# Extracted text start

As promised recently
, I made truffles. (The suffering I go through when having to use up a pound of Callebaut
baking chocolate!) They're not technically difficult, but there do seem to be some tricks, not all of which I've figured out yet. Despite that, they were delicious, even when making them vegan, with coconut cream instead of dairy cream.
The main recipe I used was the techniques from Cooking from Engineers
. They talk about making the ganache, which is just a mixture of chocolate and cream that has enough chocolate to be soft, but not liquid, at room temperature. They then suggest putting the liquid ganache in the fridge to cool it, then making balls of ganache, then cooling again, then coating with cocoa powder (easy) or tempered chocolate (tricky). But when reading in McGee
, I noticed that he said that professionals often let the ganache sit at room temperature overnight to harden naturally, instead of chilling it. Apparently, as with tempered chocolate, the cocoa butter in ganache needs to crystallize slowly to have the best texture at room temperature. Unlike with tempered chocolate, that texture is not dry and hard, but smooth and silky. So that's what I did; the only refrigeration was after forming the ganache balls, to harden them enough to coat.

# Extracted text end

• Problems to work on:
A – Answer these questions about the truffle post:
(i) What did the author use in place of dairy cream to make the truffles vegan?
(ii) According to McGee, what do professionals often do with ganache instead of chilling it?
(iii) What two coatings does Cooking from Engineers suggest for the ganache balls?
B – In order, list the steps that the truffle post says Cooking from Engineers suggests after making the ganache.
C – Carry on writing the truffle post, starting right after its final sentence.

# Data listing start

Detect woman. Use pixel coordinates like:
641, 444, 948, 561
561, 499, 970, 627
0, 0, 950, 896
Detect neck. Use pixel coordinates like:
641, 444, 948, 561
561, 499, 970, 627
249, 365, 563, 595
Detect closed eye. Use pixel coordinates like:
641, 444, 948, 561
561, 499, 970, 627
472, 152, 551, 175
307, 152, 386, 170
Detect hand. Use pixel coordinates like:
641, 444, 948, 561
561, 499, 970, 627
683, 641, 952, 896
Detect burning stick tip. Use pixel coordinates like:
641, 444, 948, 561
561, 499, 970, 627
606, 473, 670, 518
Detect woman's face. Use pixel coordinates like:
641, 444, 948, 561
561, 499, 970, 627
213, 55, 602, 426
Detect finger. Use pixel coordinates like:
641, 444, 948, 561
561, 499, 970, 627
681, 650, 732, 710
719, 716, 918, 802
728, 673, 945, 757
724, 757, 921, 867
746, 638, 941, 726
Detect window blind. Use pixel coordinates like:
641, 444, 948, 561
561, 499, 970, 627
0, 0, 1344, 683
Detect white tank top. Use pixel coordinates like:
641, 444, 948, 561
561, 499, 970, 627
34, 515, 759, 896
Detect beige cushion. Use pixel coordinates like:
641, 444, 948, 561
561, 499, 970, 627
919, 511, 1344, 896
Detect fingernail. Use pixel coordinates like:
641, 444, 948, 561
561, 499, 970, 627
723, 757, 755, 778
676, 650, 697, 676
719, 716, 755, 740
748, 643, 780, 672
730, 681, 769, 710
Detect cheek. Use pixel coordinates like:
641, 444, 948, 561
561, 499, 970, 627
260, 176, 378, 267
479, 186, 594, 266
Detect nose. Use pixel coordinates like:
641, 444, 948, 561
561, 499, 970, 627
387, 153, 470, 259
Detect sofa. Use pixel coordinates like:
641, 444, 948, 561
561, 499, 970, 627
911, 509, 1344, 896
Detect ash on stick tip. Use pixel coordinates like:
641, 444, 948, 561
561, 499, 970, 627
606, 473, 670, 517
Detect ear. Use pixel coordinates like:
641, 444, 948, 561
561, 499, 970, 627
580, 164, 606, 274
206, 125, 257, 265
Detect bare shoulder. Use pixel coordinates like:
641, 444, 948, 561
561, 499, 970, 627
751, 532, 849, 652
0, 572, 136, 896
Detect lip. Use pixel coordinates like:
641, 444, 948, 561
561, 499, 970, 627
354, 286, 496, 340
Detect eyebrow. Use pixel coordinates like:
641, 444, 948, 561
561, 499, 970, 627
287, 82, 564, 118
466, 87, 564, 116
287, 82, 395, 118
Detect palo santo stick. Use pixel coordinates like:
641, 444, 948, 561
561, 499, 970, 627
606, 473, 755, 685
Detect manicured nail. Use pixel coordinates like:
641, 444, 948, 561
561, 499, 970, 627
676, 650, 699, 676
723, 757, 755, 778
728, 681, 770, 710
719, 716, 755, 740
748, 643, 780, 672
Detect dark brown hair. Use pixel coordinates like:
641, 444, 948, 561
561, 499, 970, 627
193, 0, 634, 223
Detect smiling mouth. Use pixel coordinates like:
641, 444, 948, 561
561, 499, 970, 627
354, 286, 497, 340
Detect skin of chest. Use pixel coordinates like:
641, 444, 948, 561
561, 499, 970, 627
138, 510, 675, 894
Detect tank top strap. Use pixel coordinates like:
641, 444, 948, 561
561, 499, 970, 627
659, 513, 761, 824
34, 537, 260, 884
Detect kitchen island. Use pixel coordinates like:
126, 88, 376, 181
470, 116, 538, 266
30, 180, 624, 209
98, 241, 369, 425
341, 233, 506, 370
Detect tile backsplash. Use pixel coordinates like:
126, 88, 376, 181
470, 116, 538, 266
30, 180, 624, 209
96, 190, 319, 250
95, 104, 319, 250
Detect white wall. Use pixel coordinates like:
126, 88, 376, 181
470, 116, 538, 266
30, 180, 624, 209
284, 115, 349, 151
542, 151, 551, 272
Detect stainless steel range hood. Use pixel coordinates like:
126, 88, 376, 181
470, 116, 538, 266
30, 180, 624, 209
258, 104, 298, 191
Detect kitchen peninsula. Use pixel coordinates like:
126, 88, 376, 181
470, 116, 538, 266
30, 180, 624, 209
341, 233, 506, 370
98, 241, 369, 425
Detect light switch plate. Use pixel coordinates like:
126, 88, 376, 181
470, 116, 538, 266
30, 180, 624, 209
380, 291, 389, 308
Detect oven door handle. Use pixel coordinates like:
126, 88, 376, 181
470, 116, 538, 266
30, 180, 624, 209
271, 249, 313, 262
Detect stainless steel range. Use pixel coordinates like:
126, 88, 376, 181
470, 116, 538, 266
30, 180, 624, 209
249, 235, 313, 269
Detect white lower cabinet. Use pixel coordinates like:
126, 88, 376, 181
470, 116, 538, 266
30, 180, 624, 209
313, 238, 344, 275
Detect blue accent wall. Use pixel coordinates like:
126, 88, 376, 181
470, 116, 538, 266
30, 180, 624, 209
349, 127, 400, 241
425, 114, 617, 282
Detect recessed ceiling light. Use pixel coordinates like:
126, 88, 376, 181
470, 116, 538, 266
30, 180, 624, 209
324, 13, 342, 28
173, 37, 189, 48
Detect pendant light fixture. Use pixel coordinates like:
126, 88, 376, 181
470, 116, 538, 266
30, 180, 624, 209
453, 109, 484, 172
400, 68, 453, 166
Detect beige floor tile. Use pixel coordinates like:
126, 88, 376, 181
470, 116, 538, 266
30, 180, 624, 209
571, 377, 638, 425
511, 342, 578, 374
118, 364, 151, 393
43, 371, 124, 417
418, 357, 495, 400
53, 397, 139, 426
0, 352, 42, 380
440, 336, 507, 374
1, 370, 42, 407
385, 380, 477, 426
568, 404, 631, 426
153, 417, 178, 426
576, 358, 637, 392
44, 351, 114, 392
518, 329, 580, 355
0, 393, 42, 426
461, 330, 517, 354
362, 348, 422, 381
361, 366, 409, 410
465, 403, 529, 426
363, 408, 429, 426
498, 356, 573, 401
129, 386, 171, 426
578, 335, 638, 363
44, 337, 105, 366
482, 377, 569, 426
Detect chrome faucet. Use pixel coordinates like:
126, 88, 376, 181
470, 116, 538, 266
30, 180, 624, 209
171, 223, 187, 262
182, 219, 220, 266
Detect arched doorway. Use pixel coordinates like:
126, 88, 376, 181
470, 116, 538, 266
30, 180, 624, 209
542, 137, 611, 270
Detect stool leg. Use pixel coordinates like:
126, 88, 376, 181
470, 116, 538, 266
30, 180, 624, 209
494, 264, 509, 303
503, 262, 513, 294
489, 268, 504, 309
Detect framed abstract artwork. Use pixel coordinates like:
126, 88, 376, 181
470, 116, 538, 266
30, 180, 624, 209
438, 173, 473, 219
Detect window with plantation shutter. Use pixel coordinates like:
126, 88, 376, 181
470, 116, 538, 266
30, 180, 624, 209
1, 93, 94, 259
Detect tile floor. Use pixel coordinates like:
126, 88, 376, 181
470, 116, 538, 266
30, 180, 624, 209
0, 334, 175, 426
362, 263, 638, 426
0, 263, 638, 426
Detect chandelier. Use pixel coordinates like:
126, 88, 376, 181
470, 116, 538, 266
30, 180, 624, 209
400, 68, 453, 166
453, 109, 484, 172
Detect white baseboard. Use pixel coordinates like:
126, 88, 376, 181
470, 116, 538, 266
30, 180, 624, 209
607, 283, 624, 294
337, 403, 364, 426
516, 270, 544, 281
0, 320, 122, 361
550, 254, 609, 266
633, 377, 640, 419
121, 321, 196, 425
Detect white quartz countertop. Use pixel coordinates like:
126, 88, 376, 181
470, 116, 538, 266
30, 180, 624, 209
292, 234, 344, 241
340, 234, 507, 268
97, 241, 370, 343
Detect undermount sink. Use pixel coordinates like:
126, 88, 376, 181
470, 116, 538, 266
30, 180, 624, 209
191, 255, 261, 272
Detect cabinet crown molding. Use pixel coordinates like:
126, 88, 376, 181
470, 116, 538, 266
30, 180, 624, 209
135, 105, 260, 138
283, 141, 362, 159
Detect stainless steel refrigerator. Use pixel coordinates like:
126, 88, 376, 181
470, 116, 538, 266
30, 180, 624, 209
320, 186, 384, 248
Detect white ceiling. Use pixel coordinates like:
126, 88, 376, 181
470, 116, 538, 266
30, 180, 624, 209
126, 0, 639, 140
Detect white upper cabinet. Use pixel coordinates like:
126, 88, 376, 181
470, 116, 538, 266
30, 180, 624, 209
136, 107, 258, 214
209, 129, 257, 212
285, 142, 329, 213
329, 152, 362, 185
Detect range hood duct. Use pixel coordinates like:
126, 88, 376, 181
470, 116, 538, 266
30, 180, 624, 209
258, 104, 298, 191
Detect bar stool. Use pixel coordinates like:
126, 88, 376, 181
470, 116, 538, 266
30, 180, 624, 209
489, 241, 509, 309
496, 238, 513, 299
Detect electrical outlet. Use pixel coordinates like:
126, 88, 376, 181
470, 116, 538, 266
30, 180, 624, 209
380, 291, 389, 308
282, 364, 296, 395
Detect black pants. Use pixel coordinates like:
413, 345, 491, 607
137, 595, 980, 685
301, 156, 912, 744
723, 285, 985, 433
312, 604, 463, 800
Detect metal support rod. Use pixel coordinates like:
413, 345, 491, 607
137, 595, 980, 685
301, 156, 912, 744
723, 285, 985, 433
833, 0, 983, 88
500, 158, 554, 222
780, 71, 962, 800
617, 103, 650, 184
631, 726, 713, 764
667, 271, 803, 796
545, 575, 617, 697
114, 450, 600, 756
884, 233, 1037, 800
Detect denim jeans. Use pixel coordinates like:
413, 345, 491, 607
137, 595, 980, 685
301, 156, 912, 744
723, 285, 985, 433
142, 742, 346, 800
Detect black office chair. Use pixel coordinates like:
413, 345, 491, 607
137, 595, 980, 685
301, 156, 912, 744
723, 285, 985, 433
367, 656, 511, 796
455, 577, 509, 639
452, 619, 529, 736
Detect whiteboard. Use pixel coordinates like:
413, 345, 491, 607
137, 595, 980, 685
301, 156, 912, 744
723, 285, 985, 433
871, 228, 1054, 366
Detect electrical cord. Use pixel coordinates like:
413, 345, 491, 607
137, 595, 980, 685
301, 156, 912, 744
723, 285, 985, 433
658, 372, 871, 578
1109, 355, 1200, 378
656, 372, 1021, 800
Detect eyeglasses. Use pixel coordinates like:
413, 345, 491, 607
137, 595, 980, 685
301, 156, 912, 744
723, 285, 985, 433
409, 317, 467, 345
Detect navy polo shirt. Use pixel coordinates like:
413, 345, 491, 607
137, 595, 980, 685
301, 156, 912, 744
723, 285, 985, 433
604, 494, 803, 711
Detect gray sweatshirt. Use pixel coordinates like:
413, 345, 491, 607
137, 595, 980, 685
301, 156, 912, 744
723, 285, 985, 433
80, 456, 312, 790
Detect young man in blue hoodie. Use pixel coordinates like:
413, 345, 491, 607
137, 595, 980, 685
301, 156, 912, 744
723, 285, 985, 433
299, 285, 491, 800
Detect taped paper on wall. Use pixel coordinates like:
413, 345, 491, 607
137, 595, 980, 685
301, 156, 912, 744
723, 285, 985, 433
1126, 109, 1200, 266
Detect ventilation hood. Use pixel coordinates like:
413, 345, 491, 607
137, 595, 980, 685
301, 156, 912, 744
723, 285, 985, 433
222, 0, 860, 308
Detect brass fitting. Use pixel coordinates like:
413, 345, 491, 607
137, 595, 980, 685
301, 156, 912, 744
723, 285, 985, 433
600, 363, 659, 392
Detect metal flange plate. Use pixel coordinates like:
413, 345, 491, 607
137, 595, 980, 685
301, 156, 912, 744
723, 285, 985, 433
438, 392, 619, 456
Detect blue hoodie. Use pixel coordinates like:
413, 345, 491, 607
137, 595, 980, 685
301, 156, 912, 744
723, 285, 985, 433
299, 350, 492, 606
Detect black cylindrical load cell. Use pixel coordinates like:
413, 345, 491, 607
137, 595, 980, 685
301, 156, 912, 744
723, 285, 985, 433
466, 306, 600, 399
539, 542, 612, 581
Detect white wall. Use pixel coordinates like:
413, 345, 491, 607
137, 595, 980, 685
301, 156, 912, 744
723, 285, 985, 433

# Data listing end

• Task-by-task outputs:
A –
(i) Coconut cream.
(ii) They let it sit at room temperature overnight to harden naturally.
(iii) Cocoa powder or tempered chocolate.

B –
1. Put the liquid ganache in the fridge to cool it.
2. Make balls of ganache.
3. Cool them again.
4. Coat them with cocoa powder or tempered chocolate.

C –
As I noted, however, I wanted to avoid the dairy that traditional truffles are made of, so with the help of Google, I found that you can make truffles with coconut cream
! (A number of other web sites advocate tofu or soy milk enhanced with margarine, but that sounds like a bad idea...) So I got a can of good-quality coconut milk (no water or flavorings in the ingredients!), and put it in the fridge so the fat solidified. I then scooped up the semi-solid cream off the top, leaving the transparent coconut milk on the bottom. I used the same proportions as with dairy truffles, 1 part coconut cream to 1 1/2 parts chocolate, scalding the cream and stirring in the chopped chocolate until smooth.
I decided to make half of the truffles with hazelnuts, so I stirred in a tablespoon of Frangelico
to half of the ganache before it cooled. I then finely chopped a small handful of hazelnuts, and roasted them in a frying pan on low until starting to color and smell good. After the ganache solidified (a little softer than I would have liked; I might use 1.75 parts chocolate next time), I rolled little balls, chilled them, and used spoons to coat the plain ganache in cocoa powder and the hazelnut ganache in chopped hazelnuts. I found that squeezing the nuts into the ganache helped them stick. The results were very good...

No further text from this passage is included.